# Arbeitsauftrag 1
Aus welchem Jahr stammt die Studie der Universität Manchester, die der Text über Rassismuserfahrungen anführt?
# Arbeitsauftrag 2
Welche Orte nennt der Text über Rassismuserfahrungen als Stationen der rassistischen Beleidigungen in den letzten neun Jahren?
# Arbeitsauftrag 3
Setze den Text über Rassismuserfahrungen nach dem Satz „Meine Geschichte ist nicht einzigartig.“ fort.

── Text zur Prüfung ──

In den letzten neun Jahren wurde ich so oft rassistisch beleidigt, und zwar von Bremen über Berlin nach Bayern, dass ich aufgehört habe mitzuzählen. Was mich am meisten daran beunruhigt, ist, zu wissen, dass ich nicht dazugehöre, weil ich die „andere“ bin.
„Ich fühle mich am meisten wie eine Schwarze,
wenn ich vor einen knallweißen Hintergrund geworfen werde.“
An dieses Zitat von Zora Neale Hurston musste ich immer wieder denken. Laut einer Studie der Universität Manchester aus dem Jahr 2016 über die Auswirkungen von rassistischer Diskriminierung auf die geistige und körperliche Gesundheit sind umso mehr Stresshormone im Körper zu finden, je mehr eine Person rassistisch beleidigt oder angegriffen wird. Rassismus belästigt buchstäblich das Gehirn und zerstört den Körper. Aber der Hass, der von rassistischen Beleidigungen herrührt, ist, wie ich schon zu oft erlebt habe, nur ein Rädchen im Getriebe des Rassismus. Ignoranz und nicht reflektiertes Denken sind weitere sowie die Behauptung, keine Vorurteile aufgrund der Hautfarbe zu haben. Rassismus betrifft mich, ist aber auch so viel größer. Meine Geschichte ist nicht einzigartig.

───
── Datenauszug ──

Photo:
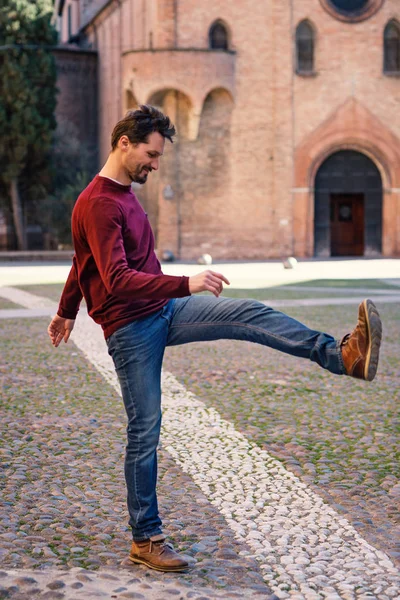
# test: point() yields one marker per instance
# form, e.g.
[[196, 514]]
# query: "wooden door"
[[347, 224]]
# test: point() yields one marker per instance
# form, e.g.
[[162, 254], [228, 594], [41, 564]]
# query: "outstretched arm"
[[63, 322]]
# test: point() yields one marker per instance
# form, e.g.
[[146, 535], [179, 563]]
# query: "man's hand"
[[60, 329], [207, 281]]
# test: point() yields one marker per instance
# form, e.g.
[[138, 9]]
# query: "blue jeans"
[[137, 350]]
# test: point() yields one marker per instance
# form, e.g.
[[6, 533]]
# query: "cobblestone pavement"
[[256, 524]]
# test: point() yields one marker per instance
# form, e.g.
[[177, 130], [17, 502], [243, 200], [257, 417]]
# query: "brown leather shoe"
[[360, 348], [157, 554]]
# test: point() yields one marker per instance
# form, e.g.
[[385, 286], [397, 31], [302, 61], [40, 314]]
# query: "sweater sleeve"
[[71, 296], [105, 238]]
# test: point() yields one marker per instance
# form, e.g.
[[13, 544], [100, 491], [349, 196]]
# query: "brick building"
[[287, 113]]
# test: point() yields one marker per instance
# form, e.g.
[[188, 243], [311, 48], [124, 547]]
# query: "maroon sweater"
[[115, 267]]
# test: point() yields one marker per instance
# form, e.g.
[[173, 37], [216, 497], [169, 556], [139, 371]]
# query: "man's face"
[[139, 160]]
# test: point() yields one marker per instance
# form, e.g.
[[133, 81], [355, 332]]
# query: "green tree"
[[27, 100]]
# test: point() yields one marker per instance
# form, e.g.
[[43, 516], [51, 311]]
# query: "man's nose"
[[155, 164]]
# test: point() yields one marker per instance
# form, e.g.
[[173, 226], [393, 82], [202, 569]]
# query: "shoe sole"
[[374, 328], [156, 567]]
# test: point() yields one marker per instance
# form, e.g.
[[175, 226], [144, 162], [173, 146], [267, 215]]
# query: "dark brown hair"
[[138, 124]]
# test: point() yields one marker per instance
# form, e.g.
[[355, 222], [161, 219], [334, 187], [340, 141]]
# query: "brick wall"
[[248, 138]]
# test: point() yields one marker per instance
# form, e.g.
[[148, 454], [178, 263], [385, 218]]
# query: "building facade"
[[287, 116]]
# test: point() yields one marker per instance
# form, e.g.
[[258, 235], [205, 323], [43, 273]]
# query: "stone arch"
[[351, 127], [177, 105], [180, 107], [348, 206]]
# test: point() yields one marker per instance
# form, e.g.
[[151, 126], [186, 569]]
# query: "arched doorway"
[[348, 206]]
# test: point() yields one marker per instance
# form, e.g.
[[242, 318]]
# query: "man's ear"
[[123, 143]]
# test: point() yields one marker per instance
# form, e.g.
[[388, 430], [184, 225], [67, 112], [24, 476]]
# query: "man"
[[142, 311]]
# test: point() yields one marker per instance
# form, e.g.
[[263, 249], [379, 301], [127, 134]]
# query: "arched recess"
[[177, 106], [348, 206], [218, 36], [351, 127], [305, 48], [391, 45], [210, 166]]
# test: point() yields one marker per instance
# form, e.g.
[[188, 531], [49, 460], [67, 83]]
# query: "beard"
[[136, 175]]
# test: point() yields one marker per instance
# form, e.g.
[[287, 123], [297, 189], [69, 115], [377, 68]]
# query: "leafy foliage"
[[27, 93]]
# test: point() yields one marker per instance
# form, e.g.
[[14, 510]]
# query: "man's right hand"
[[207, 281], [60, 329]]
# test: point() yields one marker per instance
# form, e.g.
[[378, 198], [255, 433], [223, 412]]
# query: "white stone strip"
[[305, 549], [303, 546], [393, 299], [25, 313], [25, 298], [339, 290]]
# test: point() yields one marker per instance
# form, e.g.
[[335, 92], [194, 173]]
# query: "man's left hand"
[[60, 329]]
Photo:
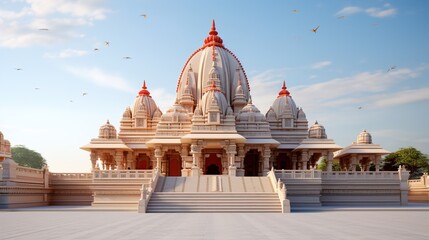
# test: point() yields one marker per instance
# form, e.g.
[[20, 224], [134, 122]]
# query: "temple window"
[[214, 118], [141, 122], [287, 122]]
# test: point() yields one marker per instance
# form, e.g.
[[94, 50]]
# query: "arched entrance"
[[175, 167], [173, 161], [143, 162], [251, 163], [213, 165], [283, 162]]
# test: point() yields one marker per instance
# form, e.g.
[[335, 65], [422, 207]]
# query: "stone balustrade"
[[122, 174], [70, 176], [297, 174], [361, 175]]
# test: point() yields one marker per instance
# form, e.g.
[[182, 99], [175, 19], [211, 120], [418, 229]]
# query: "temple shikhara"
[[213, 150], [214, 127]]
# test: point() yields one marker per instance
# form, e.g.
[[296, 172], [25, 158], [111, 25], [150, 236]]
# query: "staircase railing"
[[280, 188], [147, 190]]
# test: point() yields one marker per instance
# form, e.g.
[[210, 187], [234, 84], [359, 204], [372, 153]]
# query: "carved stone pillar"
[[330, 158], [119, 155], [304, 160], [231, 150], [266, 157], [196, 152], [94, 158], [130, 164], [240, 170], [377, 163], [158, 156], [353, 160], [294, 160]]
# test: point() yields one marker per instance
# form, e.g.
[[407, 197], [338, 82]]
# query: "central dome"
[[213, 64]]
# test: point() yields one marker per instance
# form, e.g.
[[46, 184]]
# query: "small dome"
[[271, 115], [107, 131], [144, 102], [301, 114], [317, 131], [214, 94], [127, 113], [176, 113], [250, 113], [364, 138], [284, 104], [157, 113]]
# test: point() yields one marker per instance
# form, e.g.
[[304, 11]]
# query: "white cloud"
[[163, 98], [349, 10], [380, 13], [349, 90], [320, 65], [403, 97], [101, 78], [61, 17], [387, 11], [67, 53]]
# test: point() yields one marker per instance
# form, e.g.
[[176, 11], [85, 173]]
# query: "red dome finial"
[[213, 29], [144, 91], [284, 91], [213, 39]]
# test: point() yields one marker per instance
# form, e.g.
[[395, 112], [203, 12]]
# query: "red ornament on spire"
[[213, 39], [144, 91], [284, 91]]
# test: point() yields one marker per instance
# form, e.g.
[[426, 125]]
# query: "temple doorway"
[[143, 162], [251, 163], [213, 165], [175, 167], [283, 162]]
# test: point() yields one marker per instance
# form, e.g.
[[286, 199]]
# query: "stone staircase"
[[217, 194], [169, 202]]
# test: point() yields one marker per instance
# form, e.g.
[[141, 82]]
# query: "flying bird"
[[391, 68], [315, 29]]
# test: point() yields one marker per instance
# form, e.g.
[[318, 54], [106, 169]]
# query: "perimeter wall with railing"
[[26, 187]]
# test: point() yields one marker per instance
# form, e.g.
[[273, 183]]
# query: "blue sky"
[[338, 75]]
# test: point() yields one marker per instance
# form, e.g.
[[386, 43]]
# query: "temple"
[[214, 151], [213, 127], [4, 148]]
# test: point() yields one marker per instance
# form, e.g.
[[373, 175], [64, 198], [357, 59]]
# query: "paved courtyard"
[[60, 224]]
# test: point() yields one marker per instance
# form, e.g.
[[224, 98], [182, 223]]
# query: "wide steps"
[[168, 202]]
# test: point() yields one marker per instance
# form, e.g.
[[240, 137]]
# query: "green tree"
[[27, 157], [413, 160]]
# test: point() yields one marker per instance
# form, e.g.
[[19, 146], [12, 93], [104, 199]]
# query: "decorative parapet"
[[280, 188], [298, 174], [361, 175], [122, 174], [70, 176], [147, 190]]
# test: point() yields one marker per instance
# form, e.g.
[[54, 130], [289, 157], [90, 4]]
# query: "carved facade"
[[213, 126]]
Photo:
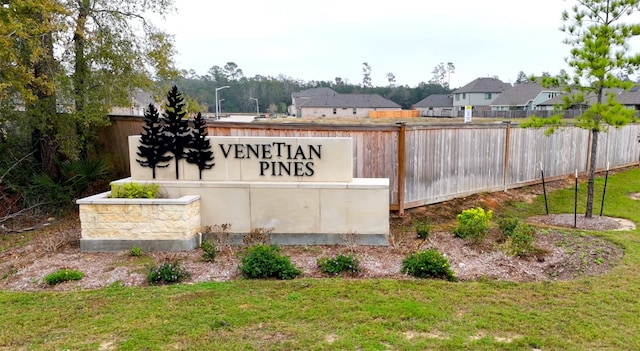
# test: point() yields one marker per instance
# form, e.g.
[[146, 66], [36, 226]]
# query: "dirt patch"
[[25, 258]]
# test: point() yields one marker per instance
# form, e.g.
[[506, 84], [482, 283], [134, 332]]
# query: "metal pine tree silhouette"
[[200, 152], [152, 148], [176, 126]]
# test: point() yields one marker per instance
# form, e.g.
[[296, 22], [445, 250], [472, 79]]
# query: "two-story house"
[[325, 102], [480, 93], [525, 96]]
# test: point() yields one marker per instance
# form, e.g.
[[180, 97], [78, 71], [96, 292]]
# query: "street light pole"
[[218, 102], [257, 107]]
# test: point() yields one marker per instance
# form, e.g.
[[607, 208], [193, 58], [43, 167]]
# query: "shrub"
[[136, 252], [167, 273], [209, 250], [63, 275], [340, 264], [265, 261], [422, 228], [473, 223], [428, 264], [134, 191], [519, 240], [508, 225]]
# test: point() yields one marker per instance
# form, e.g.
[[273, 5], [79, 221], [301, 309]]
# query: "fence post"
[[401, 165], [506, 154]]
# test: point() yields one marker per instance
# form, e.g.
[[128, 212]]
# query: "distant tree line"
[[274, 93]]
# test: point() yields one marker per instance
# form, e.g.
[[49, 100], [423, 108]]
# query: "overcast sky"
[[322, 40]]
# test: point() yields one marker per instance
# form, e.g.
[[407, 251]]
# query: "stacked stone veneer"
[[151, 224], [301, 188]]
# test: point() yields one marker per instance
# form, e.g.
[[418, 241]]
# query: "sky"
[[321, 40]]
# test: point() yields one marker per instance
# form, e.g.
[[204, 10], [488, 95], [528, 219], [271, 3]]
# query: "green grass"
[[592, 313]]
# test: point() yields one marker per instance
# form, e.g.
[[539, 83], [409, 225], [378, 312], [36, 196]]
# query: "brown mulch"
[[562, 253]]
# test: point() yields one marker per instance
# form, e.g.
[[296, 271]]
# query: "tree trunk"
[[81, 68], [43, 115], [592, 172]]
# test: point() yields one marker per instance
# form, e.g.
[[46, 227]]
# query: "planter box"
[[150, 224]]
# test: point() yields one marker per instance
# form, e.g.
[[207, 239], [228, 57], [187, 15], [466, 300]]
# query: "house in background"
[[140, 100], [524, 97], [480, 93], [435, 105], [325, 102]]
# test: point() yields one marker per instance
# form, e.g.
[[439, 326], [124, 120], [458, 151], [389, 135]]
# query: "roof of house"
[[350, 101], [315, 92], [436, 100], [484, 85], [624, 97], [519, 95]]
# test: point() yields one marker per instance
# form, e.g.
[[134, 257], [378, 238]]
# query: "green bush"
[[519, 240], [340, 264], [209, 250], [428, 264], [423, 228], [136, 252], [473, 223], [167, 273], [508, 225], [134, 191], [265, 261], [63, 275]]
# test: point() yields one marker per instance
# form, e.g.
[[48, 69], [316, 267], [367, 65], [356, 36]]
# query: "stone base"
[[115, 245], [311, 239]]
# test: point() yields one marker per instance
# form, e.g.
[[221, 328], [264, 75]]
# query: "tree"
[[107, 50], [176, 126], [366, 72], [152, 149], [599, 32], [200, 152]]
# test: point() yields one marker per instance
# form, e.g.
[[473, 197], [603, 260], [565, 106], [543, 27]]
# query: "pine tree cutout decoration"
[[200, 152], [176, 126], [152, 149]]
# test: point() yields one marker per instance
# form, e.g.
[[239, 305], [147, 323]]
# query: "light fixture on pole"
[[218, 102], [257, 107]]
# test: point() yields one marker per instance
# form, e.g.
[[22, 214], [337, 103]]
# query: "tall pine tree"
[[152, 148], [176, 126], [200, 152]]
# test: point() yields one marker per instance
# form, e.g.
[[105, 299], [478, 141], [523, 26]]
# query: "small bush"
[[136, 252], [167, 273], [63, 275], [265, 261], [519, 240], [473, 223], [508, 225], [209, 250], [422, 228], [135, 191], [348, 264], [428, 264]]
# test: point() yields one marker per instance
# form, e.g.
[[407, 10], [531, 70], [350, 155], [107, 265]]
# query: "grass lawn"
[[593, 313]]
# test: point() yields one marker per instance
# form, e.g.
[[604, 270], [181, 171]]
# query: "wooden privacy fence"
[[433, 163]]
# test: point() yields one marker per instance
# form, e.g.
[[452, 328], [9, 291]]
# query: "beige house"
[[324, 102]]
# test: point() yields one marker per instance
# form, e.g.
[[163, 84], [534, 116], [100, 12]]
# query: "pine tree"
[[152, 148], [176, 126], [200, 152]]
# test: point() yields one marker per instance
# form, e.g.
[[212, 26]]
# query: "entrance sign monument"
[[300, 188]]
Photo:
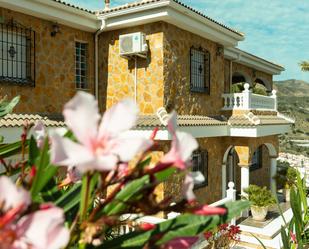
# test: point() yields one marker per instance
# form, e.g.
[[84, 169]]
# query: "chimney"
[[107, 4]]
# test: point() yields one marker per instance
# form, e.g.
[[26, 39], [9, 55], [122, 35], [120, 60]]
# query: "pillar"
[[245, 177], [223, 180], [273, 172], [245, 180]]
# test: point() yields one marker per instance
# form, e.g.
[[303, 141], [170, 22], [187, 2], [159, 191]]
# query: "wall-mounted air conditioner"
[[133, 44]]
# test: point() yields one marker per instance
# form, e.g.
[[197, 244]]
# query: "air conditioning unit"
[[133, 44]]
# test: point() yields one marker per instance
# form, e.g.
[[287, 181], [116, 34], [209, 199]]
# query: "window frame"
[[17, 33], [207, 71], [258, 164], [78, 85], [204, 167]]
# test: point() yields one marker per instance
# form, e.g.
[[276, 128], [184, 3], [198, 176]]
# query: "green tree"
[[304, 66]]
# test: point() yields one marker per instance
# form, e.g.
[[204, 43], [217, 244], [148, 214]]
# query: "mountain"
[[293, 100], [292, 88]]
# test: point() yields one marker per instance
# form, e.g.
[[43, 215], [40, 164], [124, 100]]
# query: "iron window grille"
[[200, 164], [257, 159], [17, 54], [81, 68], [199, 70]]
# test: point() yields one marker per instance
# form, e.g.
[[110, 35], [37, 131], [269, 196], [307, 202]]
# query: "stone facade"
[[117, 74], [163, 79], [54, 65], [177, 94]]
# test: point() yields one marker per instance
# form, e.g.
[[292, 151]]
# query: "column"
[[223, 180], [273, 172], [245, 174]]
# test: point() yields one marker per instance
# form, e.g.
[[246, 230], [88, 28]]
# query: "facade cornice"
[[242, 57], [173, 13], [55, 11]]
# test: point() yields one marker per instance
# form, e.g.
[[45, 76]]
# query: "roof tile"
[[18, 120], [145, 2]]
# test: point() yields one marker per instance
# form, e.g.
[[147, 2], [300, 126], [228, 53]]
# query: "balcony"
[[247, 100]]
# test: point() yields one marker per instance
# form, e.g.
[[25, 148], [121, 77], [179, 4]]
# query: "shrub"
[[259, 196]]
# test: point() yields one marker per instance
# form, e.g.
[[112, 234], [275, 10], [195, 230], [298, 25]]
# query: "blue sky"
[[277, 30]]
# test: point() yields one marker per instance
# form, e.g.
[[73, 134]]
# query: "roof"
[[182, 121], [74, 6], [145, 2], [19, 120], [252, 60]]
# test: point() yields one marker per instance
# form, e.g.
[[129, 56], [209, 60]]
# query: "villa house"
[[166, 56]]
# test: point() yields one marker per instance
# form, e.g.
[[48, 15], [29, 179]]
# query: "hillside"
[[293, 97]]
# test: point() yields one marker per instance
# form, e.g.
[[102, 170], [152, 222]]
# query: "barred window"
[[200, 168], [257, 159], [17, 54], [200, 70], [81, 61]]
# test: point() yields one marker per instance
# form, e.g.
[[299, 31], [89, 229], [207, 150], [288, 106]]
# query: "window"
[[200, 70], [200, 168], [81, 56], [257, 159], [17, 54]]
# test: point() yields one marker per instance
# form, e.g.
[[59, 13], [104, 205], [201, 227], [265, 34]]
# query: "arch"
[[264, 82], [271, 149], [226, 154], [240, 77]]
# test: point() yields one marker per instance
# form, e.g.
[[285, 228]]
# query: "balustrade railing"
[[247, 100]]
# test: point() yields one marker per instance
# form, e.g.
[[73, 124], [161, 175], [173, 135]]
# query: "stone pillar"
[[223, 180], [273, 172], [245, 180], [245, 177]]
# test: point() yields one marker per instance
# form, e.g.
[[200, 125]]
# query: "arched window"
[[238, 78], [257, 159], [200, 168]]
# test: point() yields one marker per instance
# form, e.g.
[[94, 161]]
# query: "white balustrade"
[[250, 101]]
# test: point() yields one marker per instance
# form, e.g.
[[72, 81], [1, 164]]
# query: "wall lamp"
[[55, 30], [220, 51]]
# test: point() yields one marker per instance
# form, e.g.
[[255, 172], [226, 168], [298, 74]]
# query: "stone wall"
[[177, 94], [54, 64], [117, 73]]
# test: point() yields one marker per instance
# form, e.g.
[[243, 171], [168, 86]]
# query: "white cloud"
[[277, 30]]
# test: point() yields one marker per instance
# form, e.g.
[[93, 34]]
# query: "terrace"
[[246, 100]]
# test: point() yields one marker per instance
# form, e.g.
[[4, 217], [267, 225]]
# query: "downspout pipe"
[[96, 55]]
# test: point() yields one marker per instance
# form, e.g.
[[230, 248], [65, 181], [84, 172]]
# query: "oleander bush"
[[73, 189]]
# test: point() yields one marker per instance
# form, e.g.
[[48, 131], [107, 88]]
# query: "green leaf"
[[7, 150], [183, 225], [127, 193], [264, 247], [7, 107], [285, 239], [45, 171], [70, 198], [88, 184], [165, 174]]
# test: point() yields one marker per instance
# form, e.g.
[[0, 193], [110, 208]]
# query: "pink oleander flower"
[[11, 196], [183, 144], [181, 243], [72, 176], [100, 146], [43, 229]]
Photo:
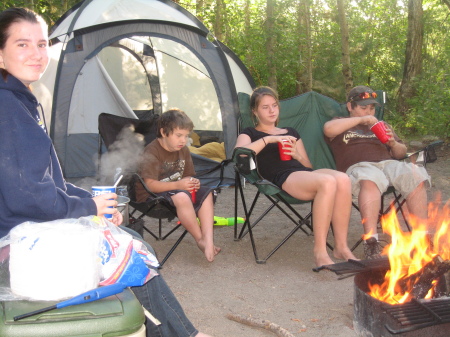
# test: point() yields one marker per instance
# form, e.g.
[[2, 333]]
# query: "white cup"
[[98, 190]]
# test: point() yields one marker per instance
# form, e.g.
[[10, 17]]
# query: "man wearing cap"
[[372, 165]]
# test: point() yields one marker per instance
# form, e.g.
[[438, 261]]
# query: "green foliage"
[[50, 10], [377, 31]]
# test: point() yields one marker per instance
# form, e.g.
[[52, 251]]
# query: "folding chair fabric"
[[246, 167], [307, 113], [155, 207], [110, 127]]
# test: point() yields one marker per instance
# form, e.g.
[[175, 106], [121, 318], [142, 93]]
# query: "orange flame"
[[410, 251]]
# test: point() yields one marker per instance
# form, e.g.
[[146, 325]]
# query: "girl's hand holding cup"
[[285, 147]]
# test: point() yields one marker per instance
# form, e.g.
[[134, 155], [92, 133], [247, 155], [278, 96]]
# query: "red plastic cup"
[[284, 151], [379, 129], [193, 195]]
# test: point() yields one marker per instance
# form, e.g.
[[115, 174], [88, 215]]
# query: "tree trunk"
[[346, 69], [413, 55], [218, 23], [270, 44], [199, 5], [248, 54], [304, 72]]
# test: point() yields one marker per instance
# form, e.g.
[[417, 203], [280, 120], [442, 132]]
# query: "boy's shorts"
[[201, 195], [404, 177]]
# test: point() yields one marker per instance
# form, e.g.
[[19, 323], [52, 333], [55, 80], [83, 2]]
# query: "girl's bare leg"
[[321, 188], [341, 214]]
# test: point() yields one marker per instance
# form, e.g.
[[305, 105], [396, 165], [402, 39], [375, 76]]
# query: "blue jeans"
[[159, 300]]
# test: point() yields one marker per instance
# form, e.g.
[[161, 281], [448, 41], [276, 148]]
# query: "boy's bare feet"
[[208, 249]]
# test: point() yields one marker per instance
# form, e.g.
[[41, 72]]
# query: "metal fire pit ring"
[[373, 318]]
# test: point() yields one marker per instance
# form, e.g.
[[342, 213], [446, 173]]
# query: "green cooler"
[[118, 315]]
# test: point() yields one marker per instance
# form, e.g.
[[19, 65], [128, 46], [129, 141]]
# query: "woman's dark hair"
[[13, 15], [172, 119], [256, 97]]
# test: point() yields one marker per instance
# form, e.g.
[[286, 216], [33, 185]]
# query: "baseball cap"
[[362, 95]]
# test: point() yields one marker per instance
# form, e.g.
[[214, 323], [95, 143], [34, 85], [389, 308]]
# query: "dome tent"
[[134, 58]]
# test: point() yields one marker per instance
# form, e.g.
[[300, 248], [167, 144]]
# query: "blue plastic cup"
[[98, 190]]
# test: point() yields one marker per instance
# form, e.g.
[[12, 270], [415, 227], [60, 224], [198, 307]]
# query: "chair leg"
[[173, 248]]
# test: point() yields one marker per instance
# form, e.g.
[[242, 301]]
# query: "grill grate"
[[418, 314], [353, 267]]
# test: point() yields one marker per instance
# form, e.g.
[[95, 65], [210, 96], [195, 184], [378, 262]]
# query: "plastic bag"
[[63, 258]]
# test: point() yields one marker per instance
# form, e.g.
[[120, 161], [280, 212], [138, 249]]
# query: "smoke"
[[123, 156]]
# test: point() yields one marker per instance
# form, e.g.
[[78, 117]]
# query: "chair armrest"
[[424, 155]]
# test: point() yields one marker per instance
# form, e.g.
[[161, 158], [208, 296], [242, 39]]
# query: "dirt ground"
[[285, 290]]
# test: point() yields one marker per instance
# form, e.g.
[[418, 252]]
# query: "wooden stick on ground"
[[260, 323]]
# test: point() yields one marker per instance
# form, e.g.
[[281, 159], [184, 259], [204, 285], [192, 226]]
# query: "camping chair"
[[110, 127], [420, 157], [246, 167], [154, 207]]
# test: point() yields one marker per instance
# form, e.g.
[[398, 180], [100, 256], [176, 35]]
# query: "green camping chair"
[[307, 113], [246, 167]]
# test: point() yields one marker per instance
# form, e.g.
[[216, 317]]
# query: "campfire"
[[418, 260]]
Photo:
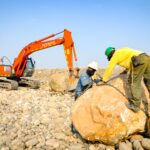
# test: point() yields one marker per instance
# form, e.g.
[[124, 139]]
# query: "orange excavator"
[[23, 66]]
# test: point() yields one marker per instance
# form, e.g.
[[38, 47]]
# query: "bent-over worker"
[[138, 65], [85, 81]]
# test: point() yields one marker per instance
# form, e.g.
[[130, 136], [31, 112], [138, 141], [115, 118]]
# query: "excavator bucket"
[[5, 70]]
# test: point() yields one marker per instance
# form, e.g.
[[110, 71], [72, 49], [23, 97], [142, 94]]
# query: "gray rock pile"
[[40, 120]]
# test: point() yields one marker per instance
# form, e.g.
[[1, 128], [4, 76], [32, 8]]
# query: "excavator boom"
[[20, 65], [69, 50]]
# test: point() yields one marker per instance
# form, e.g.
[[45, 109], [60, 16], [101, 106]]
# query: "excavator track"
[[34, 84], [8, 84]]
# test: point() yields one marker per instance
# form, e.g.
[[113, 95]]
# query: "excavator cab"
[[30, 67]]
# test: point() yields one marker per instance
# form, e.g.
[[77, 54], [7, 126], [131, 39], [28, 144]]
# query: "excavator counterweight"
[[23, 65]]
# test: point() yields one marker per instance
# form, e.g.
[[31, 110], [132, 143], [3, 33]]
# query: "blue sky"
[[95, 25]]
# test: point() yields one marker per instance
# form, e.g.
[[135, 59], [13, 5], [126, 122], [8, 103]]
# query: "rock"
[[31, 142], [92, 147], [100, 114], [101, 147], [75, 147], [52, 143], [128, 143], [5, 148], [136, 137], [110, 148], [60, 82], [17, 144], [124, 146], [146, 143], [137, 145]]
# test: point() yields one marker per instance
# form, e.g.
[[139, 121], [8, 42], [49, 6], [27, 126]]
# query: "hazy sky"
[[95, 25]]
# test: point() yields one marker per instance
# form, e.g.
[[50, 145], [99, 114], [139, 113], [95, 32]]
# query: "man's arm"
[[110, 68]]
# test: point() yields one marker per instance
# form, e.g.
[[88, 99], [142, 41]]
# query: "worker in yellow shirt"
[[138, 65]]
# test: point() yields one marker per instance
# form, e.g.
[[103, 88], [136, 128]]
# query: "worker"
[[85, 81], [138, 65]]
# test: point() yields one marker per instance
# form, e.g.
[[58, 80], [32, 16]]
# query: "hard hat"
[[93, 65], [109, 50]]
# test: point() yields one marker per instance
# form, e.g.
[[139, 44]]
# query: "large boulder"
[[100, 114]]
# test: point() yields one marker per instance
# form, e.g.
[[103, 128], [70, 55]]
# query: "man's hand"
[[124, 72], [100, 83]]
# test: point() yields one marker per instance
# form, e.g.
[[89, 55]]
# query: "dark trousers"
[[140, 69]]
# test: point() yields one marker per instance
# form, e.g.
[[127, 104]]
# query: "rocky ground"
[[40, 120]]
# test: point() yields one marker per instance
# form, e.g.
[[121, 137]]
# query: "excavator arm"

───

# Antwortfeld 1
Aus dem Jahr 2016.

# Antwortfeld 2
Bremen, Berlin, Bayern

# Antwortfeld 3
2017 veröffentlichte die Expertengruppe der Vereinten Nationen für Menschen afrikanischer Herkunft einen Bericht, in dem festgestellt wurde, dass das tägliche Leben von Menschen afrikanischer Herkunft von „negativen Stereotypen, rassistischer Gewalt und strukturellem Rassismus“ beeinflusst wird.
Dem Bericht zufolge wird rassistische Diskriminierung nicht nur in vielen Bereichen des öffentlichen Lebens unterschätzt, wie beispielsweise Regierung, Justiz-, Zivil- und Bildungswesen, sondern diejenigen, die versuchen, diese schädlichen Unterschiede zu beseitigen, erleben oft selbst Widerstand. Diese Ergebnisse zeigen, dass das Leben und Wohlbefinden Schwarzer Menschen in Deutschland nicht geschätzt wird. Jedoch hat jede(r) von uns die Macht und Verantwortlichkeit, diese Lage zu ändern, indem wir über unsere eigenen Rollen im strukturellen Rassismus nachdenken, Kinder über Vorurteile aufklären oder Leute verteidigen, die rassistisch beleidigt wurden.
Heute finde ich die kognitive Dissonanz Berlins erstaunlich. Die „Multikulti-Hauptstadt“ wird bejubelt, jedoch warte ich immer noch darauf, dass alle Bürger*innen die Vielfalt dieser Stadt tatsächlich zu schätzen wissen. Was ich damit meine, ist, dass „Andersaussehende“ nicht mehr nur oberflächlich willkommen geheißen werden, sondern dass ernsthaft über Race, Privilegien und weiße Vorherrschaft gesprochen wird. Dass ein deutlicher Strukturwandel geschieht, inklusive Gesetzesreformen und Reparationen.
Dass es nicht um „Multikulti“-Vielfalt geht, sondern um tatsächliche soziale Inklusion. Dass man Menschen nicht sagt, dass sie bleiben können, sondern sie fragt, was alle tun können, damit diese Menschen sich hier auch zu Hause fühlen.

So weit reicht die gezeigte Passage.